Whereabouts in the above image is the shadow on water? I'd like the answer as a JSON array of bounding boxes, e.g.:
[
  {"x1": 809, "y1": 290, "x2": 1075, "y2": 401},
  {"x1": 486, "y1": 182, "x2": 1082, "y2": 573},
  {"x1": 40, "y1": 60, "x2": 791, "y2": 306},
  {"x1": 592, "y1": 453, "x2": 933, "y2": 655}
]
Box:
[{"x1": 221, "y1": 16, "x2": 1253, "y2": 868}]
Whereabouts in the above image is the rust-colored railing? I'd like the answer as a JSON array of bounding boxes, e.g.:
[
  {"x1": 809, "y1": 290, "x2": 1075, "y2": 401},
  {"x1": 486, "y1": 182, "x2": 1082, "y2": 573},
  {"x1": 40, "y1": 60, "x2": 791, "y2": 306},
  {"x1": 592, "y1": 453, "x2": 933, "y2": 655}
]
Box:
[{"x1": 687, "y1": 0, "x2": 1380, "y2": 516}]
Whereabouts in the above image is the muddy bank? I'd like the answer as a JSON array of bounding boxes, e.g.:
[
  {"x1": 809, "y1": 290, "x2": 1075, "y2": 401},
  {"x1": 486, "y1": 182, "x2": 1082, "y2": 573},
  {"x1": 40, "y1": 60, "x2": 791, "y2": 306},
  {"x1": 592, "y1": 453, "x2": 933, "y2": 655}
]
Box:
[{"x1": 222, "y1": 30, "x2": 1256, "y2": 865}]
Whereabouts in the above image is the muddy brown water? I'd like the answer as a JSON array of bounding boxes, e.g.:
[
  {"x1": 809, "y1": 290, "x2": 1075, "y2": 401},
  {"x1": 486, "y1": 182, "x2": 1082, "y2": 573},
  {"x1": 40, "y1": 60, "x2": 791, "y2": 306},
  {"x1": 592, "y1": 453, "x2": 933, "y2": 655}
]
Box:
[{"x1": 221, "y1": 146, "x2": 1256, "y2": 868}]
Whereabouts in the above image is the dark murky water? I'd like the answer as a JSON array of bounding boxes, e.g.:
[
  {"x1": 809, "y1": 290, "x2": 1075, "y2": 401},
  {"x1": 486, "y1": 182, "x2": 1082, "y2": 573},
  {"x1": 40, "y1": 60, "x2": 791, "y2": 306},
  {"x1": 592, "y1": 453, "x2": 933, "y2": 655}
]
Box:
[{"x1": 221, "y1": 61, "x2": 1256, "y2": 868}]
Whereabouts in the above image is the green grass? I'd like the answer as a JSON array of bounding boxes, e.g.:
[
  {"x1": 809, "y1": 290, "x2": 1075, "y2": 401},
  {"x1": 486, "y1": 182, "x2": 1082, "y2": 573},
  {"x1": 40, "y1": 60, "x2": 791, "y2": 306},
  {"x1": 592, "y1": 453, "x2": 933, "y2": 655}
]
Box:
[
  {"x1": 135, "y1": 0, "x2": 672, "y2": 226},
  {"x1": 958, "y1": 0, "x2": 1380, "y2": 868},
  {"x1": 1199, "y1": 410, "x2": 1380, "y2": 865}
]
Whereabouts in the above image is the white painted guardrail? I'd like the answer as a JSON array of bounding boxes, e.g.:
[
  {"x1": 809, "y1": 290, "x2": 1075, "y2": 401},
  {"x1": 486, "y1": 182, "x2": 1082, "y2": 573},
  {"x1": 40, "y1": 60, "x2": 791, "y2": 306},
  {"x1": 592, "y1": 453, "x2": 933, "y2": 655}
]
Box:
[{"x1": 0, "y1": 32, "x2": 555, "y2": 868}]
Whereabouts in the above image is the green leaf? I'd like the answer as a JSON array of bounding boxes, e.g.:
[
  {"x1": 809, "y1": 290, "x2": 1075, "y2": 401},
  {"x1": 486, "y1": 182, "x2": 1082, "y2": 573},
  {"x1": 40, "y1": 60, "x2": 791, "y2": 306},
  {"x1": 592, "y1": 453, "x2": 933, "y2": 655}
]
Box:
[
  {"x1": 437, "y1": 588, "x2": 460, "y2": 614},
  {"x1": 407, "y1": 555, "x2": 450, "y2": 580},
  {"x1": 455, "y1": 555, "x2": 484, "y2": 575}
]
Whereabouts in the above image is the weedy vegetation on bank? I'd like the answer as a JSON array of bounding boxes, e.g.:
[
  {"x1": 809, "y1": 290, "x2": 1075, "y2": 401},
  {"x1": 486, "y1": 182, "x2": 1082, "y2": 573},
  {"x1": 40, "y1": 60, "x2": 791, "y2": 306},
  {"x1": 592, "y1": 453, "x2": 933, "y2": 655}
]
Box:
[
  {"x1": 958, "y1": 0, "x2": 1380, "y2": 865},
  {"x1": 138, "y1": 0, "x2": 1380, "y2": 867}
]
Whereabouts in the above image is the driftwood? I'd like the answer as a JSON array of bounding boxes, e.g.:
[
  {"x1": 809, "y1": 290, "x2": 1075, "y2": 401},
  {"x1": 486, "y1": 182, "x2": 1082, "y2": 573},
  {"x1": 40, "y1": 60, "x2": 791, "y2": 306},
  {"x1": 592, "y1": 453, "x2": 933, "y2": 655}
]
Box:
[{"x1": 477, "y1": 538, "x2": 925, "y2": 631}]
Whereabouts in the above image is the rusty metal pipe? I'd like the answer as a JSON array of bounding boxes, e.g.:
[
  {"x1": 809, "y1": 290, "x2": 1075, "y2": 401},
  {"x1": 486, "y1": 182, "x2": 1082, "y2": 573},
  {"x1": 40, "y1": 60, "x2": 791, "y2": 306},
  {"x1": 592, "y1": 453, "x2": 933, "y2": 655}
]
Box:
=======
Rewrite the records above, changing "Whereabouts" to "Where" everywhere and leaving everything else the same.

Where in the above image is the shadow on water? I'd like the answer as a JSON array of bounding boxes, e.g.:
[
  {"x1": 809, "y1": 290, "x2": 1075, "y2": 401},
  {"x1": 486, "y1": 182, "x2": 1082, "y2": 573},
  {"x1": 40, "y1": 60, "x2": 791, "y2": 306},
  {"x1": 592, "y1": 453, "x2": 933, "y2": 655}
]
Box:
[{"x1": 221, "y1": 16, "x2": 1253, "y2": 868}]
Where in the above image is the rust-colored railing? I'd like the answer as a JSON array of bounding boxes, e.g.:
[
  {"x1": 809, "y1": 290, "x2": 1075, "y2": 401},
  {"x1": 486, "y1": 182, "x2": 1082, "y2": 573},
  {"x1": 40, "y1": 60, "x2": 791, "y2": 306},
  {"x1": 592, "y1": 453, "x2": 933, "y2": 655}
]
Box:
[{"x1": 687, "y1": 0, "x2": 1380, "y2": 516}]
Where in the above image is the muddy bank? I'd like the answer as a JSON array of bounding boxes, e.g.:
[
  {"x1": 809, "y1": 290, "x2": 1075, "y2": 401},
  {"x1": 486, "y1": 182, "x2": 1082, "y2": 573},
  {"x1": 40, "y1": 60, "x2": 791, "y2": 306},
  {"x1": 592, "y1": 453, "x2": 933, "y2": 655}
]
Box:
[{"x1": 222, "y1": 30, "x2": 1256, "y2": 865}]
Where in the above image is the muddy brown water? I'd like the answer as a JSON array of bounding boxes, e.g.:
[
  {"x1": 809, "y1": 290, "x2": 1075, "y2": 401},
  {"x1": 486, "y1": 182, "x2": 1082, "y2": 573},
  {"x1": 40, "y1": 60, "x2": 791, "y2": 306},
  {"x1": 592, "y1": 453, "x2": 933, "y2": 655}
]
Box:
[{"x1": 221, "y1": 146, "x2": 1256, "y2": 868}]
Where in the above image is the dark murky water? I'd like the answer as a JSON array of bounding boxes, e.g.:
[
  {"x1": 809, "y1": 290, "x2": 1075, "y2": 401},
  {"x1": 486, "y1": 182, "x2": 1082, "y2": 573},
  {"x1": 40, "y1": 60, "x2": 791, "y2": 306},
  {"x1": 592, "y1": 453, "x2": 933, "y2": 655}
]
Box:
[{"x1": 221, "y1": 61, "x2": 1256, "y2": 868}]
Where in the above image is the green grass? I'd like the answer as a JSON array of bounding boxes, e.g.:
[
  {"x1": 809, "y1": 290, "x2": 1075, "y2": 401},
  {"x1": 486, "y1": 182, "x2": 1082, "y2": 573},
  {"x1": 40, "y1": 60, "x2": 791, "y2": 306},
  {"x1": 592, "y1": 453, "x2": 933, "y2": 655}
]
Box:
[
  {"x1": 135, "y1": 0, "x2": 672, "y2": 226},
  {"x1": 958, "y1": 0, "x2": 1380, "y2": 868},
  {"x1": 1199, "y1": 410, "x2": 1380, "y2": 865}
]
Where in the above image is the white painted guardrail? I'd like the answer as a JSON array of bounding boxes, e.g.:
[
  {"x1": 809, "y1": 290, "x2": 1075, "y2": 401},
  {"x1": 486, "y1": 182, "x2": 1082, "y2": 573},
  {"x1": 40, "y1": 60, "x2": 791, "y2": 306},
  {"x1": 592, "y1": 453, "x2": 933, "y2": 655}
]
Box:
[{"x1": 0, "y1": 32, "x2": 555, "y2": 868}]
Where in the above image is the green leaf? I'd like the answer as a JSON array of bounding boxes, e.g.:
[
  {"x1": 809, "y1": 290, "x2": 1075, "y2": 401},
  {"x1": 486, "y1": 182, "x2": 1082, "y2": 573},
  {"x1": 40, "y1": 60, "x2": 791, "y2": 306},
  {"x1": 592, "y1": 453, "x2": 933, "y2": 655}
]
Box:
[
  {"x1": 437, "y1": 588, "x2": 460, "y2": 614},
  {"x1": 407, "y1": 555, "x2": 450, "y2": 580},
  {"x1": 455, "y1": 555, "x2": 484, "y2": 575}
]
Where in the above image is the weedy vegetation on bank? I'd like the answer as a JSON array of bounding boxes, e.g.:
[
  {"x1": 809, "y1": 290, "x2": 1075, "y2": 401},
  {"x1": 486, "y1": 182, "x2": 1082, "y2": 573},
  {"x1": 40, "y1": 60, "x2": 791, "y2": 306},
  {"x1": 592, "y1": 453, "x2": 933, "y2": 655}
]
Box:
[
  {"x1": 958, "y1": 0, "x2": 1380, "y2": 865},
  {"x1": 138, "y1": 0, "x2": 1380, "y2": 867}
]
Where in the above image is the driftwood? I'd like the answer as a JSON array of bounding boxes, e.g.:
[
  {"x1": 809, "y1": 290, "x2": 1075, "y2": 401},
  {"x1": 486, "y1": 182, "x2": 1082, "y2": 573},
  {"x1": 40, "y1": 60, "x2": 791, "y2": 306},
  {"x1": 592, "y1": 453, "x2": 933, "y2": 655}
]
Box:
[{"x1": 477, "y1": 538, "x2": 925, "y2": 631}]
Where in the above image is the rusty metal pipe? I'd like the answer as a JSON array of bounding boxes, e.g.:
[
  {"x1": 809, "y1": 290, "x2": 1075, "y2": 401},
  {"x1": 486, "y1": 182, "x2": 1082, "y2": 573},
  {"x1": 40, "y1": 60, "x2": 791, "y2": 306},
  {"x1": 592, "y1": 453, "x2": 933, "y2": 655}
]
Box:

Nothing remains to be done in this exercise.